* **Your task**
Each entry must be output exactly as it appears.

* **Exercise data**
*** Block opens ***

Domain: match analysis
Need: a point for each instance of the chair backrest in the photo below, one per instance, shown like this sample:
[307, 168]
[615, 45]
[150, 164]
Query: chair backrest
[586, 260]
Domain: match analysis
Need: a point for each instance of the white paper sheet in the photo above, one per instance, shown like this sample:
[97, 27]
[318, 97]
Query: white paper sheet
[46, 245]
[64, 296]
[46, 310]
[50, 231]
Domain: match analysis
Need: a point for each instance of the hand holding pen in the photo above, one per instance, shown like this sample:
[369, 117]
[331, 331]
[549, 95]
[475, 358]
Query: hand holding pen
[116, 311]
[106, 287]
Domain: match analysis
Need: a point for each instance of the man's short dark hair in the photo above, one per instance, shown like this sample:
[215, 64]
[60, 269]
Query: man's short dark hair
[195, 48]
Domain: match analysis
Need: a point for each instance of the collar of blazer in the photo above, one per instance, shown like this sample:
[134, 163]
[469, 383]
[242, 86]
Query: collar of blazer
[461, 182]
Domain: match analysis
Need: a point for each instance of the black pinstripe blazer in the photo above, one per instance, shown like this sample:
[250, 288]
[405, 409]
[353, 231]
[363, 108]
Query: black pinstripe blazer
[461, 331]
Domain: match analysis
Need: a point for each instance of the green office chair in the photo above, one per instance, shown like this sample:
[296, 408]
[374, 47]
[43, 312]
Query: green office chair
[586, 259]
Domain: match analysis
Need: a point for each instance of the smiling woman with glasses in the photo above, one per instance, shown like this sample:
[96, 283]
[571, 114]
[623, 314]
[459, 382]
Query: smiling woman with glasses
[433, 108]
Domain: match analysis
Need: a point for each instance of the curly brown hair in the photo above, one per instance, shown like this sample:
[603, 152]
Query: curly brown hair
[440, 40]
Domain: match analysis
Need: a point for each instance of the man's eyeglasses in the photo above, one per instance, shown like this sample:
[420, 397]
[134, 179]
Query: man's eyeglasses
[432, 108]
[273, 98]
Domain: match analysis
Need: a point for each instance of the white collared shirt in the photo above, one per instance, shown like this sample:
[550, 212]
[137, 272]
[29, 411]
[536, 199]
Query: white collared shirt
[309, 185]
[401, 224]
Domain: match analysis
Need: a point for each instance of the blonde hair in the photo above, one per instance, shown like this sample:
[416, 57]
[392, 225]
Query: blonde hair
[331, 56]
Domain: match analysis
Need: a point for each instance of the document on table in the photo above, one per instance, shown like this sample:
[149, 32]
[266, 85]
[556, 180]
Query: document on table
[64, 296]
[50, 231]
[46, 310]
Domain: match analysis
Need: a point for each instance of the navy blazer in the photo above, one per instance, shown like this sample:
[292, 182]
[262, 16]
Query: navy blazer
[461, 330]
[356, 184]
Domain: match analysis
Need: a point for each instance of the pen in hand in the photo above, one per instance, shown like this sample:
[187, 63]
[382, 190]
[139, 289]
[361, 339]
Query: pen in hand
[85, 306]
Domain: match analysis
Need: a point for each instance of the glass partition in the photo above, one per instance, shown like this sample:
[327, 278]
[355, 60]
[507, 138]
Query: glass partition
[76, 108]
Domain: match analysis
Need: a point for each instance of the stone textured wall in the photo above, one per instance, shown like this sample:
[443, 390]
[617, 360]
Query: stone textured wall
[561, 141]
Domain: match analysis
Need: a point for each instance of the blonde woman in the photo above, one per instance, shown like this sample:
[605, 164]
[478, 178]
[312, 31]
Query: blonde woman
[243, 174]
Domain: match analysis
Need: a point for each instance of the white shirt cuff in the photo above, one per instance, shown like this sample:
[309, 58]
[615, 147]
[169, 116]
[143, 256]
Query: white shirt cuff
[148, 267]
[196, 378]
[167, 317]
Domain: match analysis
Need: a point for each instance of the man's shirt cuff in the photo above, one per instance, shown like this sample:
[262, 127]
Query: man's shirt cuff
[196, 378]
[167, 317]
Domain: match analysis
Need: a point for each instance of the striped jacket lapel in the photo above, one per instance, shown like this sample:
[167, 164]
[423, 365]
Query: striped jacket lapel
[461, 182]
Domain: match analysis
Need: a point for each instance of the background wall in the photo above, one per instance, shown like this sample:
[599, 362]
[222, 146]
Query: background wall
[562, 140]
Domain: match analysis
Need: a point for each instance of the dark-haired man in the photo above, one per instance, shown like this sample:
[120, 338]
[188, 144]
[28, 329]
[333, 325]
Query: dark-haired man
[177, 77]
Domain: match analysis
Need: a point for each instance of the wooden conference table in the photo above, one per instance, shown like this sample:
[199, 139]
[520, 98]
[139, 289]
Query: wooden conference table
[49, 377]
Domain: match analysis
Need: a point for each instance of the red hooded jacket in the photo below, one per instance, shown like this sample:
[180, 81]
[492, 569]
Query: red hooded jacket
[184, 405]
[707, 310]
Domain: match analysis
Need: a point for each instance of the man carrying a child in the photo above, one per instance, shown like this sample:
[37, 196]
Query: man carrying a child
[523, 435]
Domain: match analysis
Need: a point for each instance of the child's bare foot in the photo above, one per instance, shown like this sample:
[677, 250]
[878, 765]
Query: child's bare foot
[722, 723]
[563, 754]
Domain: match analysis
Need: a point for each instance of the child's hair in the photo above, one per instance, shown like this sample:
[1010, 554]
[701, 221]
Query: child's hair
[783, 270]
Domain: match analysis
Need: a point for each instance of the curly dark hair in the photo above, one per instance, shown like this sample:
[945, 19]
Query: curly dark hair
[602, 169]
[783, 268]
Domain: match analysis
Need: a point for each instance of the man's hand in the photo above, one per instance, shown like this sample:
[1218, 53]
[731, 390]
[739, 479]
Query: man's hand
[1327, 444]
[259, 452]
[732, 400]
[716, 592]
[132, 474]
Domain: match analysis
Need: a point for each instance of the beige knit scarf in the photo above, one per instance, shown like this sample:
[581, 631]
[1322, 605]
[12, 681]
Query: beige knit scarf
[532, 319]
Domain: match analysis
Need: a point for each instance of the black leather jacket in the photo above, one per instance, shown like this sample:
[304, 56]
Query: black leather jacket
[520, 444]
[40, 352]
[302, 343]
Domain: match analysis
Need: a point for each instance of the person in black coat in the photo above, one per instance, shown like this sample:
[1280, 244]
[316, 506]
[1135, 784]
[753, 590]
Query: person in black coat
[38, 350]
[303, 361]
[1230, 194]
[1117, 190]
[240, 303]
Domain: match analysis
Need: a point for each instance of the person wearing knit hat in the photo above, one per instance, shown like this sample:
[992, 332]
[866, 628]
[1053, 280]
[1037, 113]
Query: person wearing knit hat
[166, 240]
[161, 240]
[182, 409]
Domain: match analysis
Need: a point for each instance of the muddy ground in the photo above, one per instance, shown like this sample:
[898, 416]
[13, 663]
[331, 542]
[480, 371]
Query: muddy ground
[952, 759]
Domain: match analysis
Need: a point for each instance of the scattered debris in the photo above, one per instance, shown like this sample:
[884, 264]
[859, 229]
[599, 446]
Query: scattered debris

*** Block closes ***

* **Response**
Domain: match analysis
Need: a point for each instance of the chair backrest in the photo below, one per instance, shown like this sample:
[307, 168]
[615, 45]
[150, 164]
Query: chair backrest
[586, 260]
Domain: match analysis
Need: a point for each instance of the white paper sheet in the photo above, one per instance, shown like this sample:
[97, 27]
[318, 97]
Query: white paper sheet
[46, 245]
[64, 296]
[46, 310]
[50, 231]
Domain: match analysis
Need: a point for each instance of the hand holding pen in the photo above, one per instance, shown like this sample:
[369, 117]
[331, 331]
[549, 95]
[475, 358]
Query: hand holding pen
[116, 311]
[106, 287]
Domain: match analysis
Need: a point for each instance of the man's short dark hair in the photo above, one per instance, shown like this sample:
[215, 64]
[60, 269]
Query: man's short dark hair
[195, 48]
Domain: match analysis
Need: a point for each instance of the collar of blazer in the photo above, one per instance, shown like this sample:
[134, 163]
[469, 383]
[242, 86]
Query: collar of blazer
[461, 182]
Domain: match analysis
Need: a point for each instance of the black pinstripe blazer in the photo above, one per instance, shown like this sample:
[250, 288]
[405, 409]
[353, 231]
[363, 108]
Query: black pinstripe blazer
[461, 331]
Domain: match analysis
Need: a point for each instance of the green office chair in the photo above, one per instance, shown like this sample:
[296, 408]
[374, 47]
[43, 312]
Query: green office chair
[586, 259]
Domain: match analysis
Need: a point for each instance of the smiling woman with glasses in the photo above, one per instance, shown like this sample:
[96, 283]
[571, 114]
[623, 314]
[459, 382]
Query: smiling woman with glasses
[433, 108]
Domain: match analysis
Need: a point for each instance of the curly brown hair in the photo above, one per instance, shown like this sample:
[603, 152]
Query: curly brown hair
[440, 40]
Domain: match analysis
Need: a point for each instance of the man's eyeglasses in the photo above, one per instance, shown like this sample:
[420, 397]
[134, 179]
Query: man's eyeglasses
[432, 108]
[273, 98]
Domain: match analysis
Need: a point for each instance of the white collared shirt in the photo above, one per instance, shown like this sample:
[550, 212]
[137, 272]
[29, 411]
[536, 199]
Query: white collared shirt
[309, 185]
[401, 224]
Domain: match analysis
Need: a point for each instance of the blonde hair in the photo above, one per instance, shown like this sample:
[416, 57]
[392, 225]
Query: blonde hair
[331, 56]
Domain: match analysis
Need: a point for each instance of the document on table in the photo above, one per instance, shown like this sample:
[149, 32]
[266, 85]
[556, 180]
Query: document on table
[64, 296]
[50, 231]
[46, 310]
Domain: match analysis
Need: a point for each instance of the navy blazer in the photo above, one per instance, shown like this sample:
[292, 182]
[262, 16]
Query: navy blazer
[461, 330]
[356, 184]
Domain: match analysis
Need: a point for each instance of the pen in hand in the photo above, one per instance, shown like this sample:
[187, 63]
[382, 190]
[139, 289]
[361, 339]
Query: pen in hand
[85, 306]
Domain: match analysis
Need: a point for each instance of the glass partition in the photo above, one per instance, shown like this sample:
[327, 278]
[355, 60]
[507, 138]
Query: glass partition
[76, 108]
Domain: match analysis
Need: a point for each instance of the stone textured wall in the photo above, one per instance, shown like this sample:
[443, 390]
[617, 360]
Query: stone textured wall
[561, 141]
Domain: match analysis
Need: a point for each instance of the blonde woman in the photo above, one per instance, shown like this sample:
[605, 164]
[478, 178]
[312, 31]
Query: blonde woman
[243, 174]
Domain: match analysis
Need: a point for each instance of the white shirt cuff in the photo above, one per instance, shown like this sample:
[309, 58]
[615, 147]
[169, 116]
[143, 256]
Query: white shirt cuff
[148, 267]
[196, 378]
[167, 317]
Domain: match analysis
Need: a point for each instance of the man's shirt cuff in the photo above, one per instance, shown like this sample:
[262, 127]
Query: man's shirt cuff
[196, 378]
[167, 317]
Domain: match analysis
Need: a point for each instance of the striped jacket lapel in the photo above, one per instance, shown like this sample:
[167, 164]
[423, 365]
Query: striped jacket lapel
[461, 182]
Domain: match analysis
Need: a point for each instance of the background wall in the photo above, one per instance, shown like this sample:
[599, 362]
[222, 146]
Query: background wall
[562, 140]
Domain: match analysis
Need: a point for each instance of the dark-haired man in the photo above, one per instance, shown like this sample:
[120, 338]
[188, 144]
[28, 329]
[333, 325]
Query: dark-haired man
[177, 77]
Domain: match analysis
Need: a point for each instance of the wooden conference table in the photo above, one per instance, shown like this sample:
[199, 139]
[520, 98]
[139, 289]
Query: wooden conference table
[49, 377]
Domain: match analysis
Need: a point for each instance of the red hooded jacket in the photo below, one per instance, shown like this sample:
[180, 81]
[492, 569]
Query: red hooded jacket
[184, 405]
[707, 310]
Domain: match analysis
Need: a point for each instance of the man carrying a child in the photo above, one per instance, shown like this sample:
[37, 196]
Query: man carrying a child
[523, 435]
Domain: match analysis
Need: a point for each instance of the child's bare foot in the photo above, one per instance, shown like this sample:
[677, 250]
[878, 765]
Query: child's bare foot
[722, 723]
[563, 754]
Domain: match analysis
Need: a point for each instance of the child's hair in the photo above, one per instance, shown like this sample:
[1010, 554]
[701, 221]
Query: child's hair
[783, 270]
Domain: match analysis
Need: a point for each instance of the curly dark hair in the photo above, one per instance, shown like this sample:
[945, 19]
Query: curly dark hair
[602, 169]
[783, 268]
Domain: match analysis
Need: a point for each instance of the man's hand in the photo above, one per instance, shown like this sample:
[1218, 53]
[731, 390]
[739, 479]
Query: man's hand
[1327, 444]
[259, 452]
[732, 400]
[716, 592]
[132, 474]
Domain: match analysis
Need: a point for each instance of the beige knit scarf in the photo above, one per instance, shown like this sample:
[581, 631]
[1322, 605]
[12, 681]
Query: beige knit scarf
[532, 319]
Domain: match analysis
Need: a point for each instance of the black leather jacket in the photo above, one per instance, shown like this sample:
[304, 56]
Query: black leather jacket
[520, 444]
[40, 352]
[302, 343]
Domain: match analysis
Need: a point for each instance of the person in black coat in the photo above, one per instance, shown like this sample:
[1280, 244]
[316, 506]
[1135, 784]
[753, 590]
Query: person in black coat
[38, 350]
[303, 361]
[1230, 194]
[1117, 190]
[240, 303]
Domain: match analysis
Need: a point for each instance of the person wearing knit hat in the photo above, one per instance, shown like this sample:
[992, 332]
[866, 628]
[1053, 280]
[1037, 113]
Query: person wearing knit hat
[166, 240]
[161, 240]
[182, 409]
Domain: match analysis
Need: a point for each instance of the muddy ground in the photo above, one per instance, shown like this sample:
[898, 416]
[13, 663]
[331, 542]
[480, 371]
Query: muddy ground
[952, 759]
Domain: match analysis
Need: a point for each instance of the scattered debris in the photo above, one per instance, shown like this sample:
[884, 264]
[859, 229]
[599, 446]
Query: scattered debris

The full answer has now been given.